• Stated problem
Find "Target: bare shoulder" in the data, then restate the line it sits in and every later line word for word, ending with the last line.

• Records contained in a dataset
---
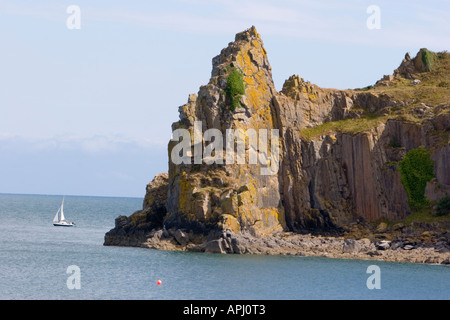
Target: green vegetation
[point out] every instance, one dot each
(416, 169)
(235, 88)
(428, 59)
(443, 206)
(345, 126)
(434, 88)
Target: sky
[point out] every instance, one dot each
(88, 111)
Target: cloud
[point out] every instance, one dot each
(332, 21)
(94, 145)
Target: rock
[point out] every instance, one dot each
(349, 246)
(383, 245)
(181, 237)
(382, 227)
(322, 180)
(214, 246)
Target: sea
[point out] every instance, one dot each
(41, 262)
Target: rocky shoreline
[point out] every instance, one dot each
(428, 247)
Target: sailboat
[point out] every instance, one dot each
(59, 220)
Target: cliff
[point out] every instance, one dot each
(328, 163)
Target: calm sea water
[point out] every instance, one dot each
(34, 257)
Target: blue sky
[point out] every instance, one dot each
(89, 111)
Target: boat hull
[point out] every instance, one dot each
(63, 224)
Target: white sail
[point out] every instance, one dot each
(62, 211)
(56, 218)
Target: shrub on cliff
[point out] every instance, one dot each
(443, 206)
(235, 88)
(416, 169)
(428, 59)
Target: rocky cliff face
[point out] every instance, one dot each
(337, 164)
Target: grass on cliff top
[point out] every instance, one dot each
(351, 126)
(434, 88)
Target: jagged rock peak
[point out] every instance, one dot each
(248, 34)
(247, 54)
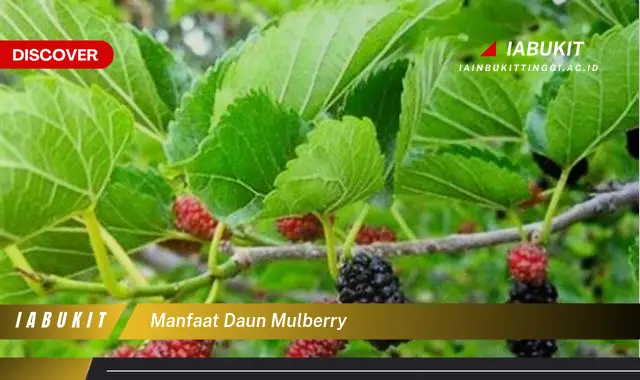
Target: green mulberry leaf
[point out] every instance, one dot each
(59, 145)
(243, 155)
(463, 173)
(340, 164)
(592, 105)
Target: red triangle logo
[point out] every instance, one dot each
(491, 51)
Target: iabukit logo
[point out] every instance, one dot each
(560, 51)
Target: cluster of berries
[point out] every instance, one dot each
(363, 279)
(166, 349)
(528, 265)
(307, 228)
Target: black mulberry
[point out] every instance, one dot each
(370, 279)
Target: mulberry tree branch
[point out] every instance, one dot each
(608, 201)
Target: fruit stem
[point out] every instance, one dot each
(100, 254)
(347, 247)
(329, 238)
(213, 260)
(21, 264)
(256, 239)
(123, 258)
(555, 200)
(215, 246)
(402, 222)
(515, 218)
(213, 293)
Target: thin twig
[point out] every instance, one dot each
(600, 203)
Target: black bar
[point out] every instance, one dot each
(354, 368)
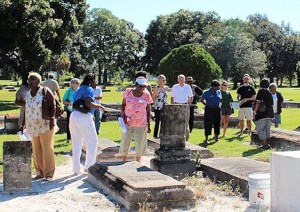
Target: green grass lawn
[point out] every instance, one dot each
(226, 147)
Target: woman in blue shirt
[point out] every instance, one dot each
(211, 98)
(82, 125)
(68, 101)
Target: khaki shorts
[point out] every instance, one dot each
(245, 112)
(139, 135)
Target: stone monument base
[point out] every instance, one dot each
(17, 166)
(135, 185)
(176, 169)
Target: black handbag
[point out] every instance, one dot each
(262, 107)
(79, 105)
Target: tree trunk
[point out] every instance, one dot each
(298, 78)
(100, 72)
(105, 77)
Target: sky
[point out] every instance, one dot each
(142, 12)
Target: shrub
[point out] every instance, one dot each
(190, 60)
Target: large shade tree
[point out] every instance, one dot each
(31, 32)
(191, 60)
(272, 42)
(234, 49)
(171, 31)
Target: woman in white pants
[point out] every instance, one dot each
(82, 127)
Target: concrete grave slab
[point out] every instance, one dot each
(285, 184)
(132, 183)
(281, 139)
(109, 151)
(204, 152)
(234, 169)
(17, 166)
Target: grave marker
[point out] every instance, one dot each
(17, 166)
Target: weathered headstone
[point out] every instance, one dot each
(17, 166)
(285, 184)
(135, 185)
(173, 158)
(281, 139)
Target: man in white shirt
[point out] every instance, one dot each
(97, 112)
(182, 94)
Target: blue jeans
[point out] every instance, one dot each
(97, 120)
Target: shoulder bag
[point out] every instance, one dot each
(79, 105)
(46, 114)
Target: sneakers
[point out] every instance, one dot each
(38, 177)
(216, 138)
(49, 178)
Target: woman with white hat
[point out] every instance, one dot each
(136, 114)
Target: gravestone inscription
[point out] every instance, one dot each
(17, 166)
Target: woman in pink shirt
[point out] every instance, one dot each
(136, 113)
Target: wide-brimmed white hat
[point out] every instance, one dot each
(141, 81)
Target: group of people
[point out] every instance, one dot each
(218, 105)
(82, 127)
(137, 104)
(263, 107)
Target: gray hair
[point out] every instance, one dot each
(181, 76)
(73, 81)
(273, 85)
(36, 75)
(163, 77)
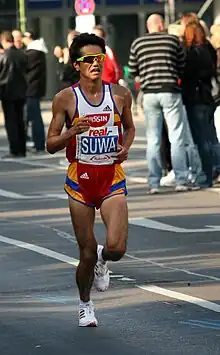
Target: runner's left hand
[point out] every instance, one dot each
(122, 153)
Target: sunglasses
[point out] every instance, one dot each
(90, 58)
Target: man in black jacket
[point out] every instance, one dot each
(13, 64)
(36, 80)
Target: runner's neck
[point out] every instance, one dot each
(90, 87)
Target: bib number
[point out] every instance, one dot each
(97, 146)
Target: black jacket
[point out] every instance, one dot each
(36, 70)
(13, 66)
(197, 79)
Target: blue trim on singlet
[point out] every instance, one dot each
(119, 185)
(116, 109)
(76, 109)
(89, 103)
(72, 184)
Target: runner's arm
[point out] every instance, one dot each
(56, 140)
(127, 121)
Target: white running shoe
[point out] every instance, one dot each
(168, 180)
(87, 315)
(101, 272)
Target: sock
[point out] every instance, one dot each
(83, 304)
(99, 251)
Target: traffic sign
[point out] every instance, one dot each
(84, 7)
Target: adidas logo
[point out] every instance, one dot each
(84, 176)
(107, 108)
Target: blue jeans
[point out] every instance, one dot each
(34, 116)
(168, 106)
(200, 120)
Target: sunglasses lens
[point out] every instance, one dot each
(90, 59)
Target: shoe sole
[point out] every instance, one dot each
(90, 325)
(101, 290)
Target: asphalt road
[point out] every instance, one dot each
(164, 297)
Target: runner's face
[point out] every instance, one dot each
(94, 69)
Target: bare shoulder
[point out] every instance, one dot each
(120, 90)
(121, 94)
(63, 98)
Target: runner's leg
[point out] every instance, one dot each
(114, 214)
(83, 221)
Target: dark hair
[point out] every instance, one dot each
(101, 29)
(32, 34)
(7, 36)
(194, 35)
(83, 40)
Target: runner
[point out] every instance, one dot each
(95, 114)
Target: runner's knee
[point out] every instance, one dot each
(116, 250)
(88, 254)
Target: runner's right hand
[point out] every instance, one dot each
(80, 125)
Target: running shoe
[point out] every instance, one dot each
(87, 315)
(101, 272)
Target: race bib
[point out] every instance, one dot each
(98, 146)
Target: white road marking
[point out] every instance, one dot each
(40, 250)
(10, 194)
(74, 262)
(140, 180)
(152, 224)
(71, 238)
(167, 267)
(182, 297)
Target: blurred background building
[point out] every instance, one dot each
(124, 19)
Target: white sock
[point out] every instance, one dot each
(83, 304)
(99, 252)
---
• Right answer
Target: bare shoulder
[point out] every instance, one dot each
(120, 90)
(121, 94)
(63, 98)
Target: runner's leg
[point out] every instance, one dot each
(114, 214)
(83, 221)
Target: dark hair
[point out] every instance, one dot each
(101, 29)
(32, 34)
(7, 36)
(194, 35)
(83, 40)
Target: runner
[point out] every instance, one dot each
(95, 114)
Target: runner's knee
[point out] every instance, one dot each
(116, 250)
(88, 254)
Target: runner's right hand
[point out] every instance, one dot each
(80, 125)
Target: running shoe
[point out] every instance, one dot each
(87, 315)
(101, 272)
Target: race bib
[point out] every instance, one dot each
(98, 146)
Target: white road marking
[point out] every instance, one dot each
(40, 250)
(10, 194)
(74, 262)
(140, 180)
(152, 224)
(71, 238)
(167, 267)
(182, 297)
Target: blurred background building
[point out] every instance, one dot each
(124, 19)
Target: white sock
[point out] every instance, one dot each
(83, 304)
(99, 252)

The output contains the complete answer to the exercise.